* START RECORDS SUPPLIED *
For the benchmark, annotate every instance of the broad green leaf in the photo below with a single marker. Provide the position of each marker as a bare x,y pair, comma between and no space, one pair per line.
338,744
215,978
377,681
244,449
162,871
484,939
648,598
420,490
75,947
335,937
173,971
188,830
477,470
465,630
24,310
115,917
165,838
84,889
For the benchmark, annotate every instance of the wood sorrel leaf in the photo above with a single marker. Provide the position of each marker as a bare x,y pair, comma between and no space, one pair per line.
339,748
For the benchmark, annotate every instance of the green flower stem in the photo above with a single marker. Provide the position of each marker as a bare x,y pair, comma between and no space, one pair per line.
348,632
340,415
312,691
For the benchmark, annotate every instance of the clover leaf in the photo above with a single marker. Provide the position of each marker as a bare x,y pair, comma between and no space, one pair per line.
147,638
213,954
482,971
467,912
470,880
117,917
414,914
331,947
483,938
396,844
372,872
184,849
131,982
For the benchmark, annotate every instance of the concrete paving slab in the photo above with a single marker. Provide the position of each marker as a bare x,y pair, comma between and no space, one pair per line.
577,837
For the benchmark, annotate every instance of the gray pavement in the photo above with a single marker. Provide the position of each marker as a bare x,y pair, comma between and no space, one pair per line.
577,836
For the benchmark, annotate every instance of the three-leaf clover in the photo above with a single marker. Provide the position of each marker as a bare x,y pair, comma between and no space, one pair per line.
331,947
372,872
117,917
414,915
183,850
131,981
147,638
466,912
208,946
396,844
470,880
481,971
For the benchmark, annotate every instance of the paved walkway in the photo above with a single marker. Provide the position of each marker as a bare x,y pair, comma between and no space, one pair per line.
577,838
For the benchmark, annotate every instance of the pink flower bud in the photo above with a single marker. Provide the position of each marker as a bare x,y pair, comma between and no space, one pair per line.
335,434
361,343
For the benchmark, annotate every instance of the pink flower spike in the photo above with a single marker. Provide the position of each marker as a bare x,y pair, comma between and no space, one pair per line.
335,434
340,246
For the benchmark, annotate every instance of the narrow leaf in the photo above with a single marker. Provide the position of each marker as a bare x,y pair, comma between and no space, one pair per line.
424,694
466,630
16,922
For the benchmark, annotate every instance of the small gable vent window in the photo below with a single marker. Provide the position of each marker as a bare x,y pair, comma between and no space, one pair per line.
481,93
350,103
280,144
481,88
* END RECORDS SUPPLIED *
* _SET TASK_
Set down the entries above again, word for word.

* _TASK RESPONSE_
For the benchmark, annotate every instance of the broad green leaf in the photo below with a single marker. Provide the position of each marker as a bare x,y pair, comma between and no space, one pair per line.
338,744
215,978
377,681
244,449
162,871
484,939
648,598
420,490
75,947
335,937
173,971
188,830
477,470
465,630
24,310
115,917
165,838
84,889
For the benchmark, annotate every instance of the wood sorrel leaf in the photo above with a single marker. Provide the position of each marker as a bare x,y pair, comma between and no space, one pair per line.
339,748
For the benchmark, annotate every instance of the green flower stem in the photo above with a single marker. Provide the position of each marker as a bare x,y pair, comma between and no space, one pair per line.
348,632
340,415
312,691
For the benchmark, annotate every instance of the clover leaf in the photo above with a single marker. Provide the position of each marker as a bare x,y pair, comma between and no space, one pair per line.
147,638
213,954
482,971
467,912
470,880
117,917
414,914
331,947
483,938
396,844
372,872
184,849
131,982
For the benchmark, annotate every instance of the concrete paving slab in the photo above with a single marker. Provide the position of each marker as a bare x,y pair, comma between and no space, one pair per line.
577,837
For the benchmark, annotate every instance of the gray pavement in the photo above with a single marker. Provide the position of each marker as a bare x,y pair, comma between and no space, one pair per line.
577,836
For the benchmark, annotate every instance of the three-leaf clover in the photo above with a single marker. Provide the position of each marker as a bare x,y pair, comma between and no space, one pair per line.
331,947
372,872
117,917
414,915
183,850
131,981
147,638
466,912
208,946
396,844
470,880
481,971
For the benchmark, annotate every instance of the paved walkway in the photo above with a single marker. Provide the position of each marker as a bare x,y pair, comma between and no space, one pair per line.
577,838
For the benchmark, annotate every instance of the pink flower bud in the photo above with a single marker. Provide the position of each marker as a bare x,y pair, comma between and no space, one pair per line.
335,434
361,343
For the benchmark, annotate every instance of the pink flower spike in the photo above with a single marker. Provide the position of each marker as a bare x,y pair, comma between and no space, one pair per line.
335,434
340,246
For the benchmark, annotate every instance of the narrow leaf in the photo above with a single marker. Provide the position of each marker as a bare x,y pair, comma between and no space, one pair per line.
424,694
466,630
16,922
For the benchmark, annotate every instance of the small gable vent window in the photo below with a single marker. Provide the position of each marker as a bare x,y pair, comma between and no space, one pair per line.
481,93
350,103
280,144
481,88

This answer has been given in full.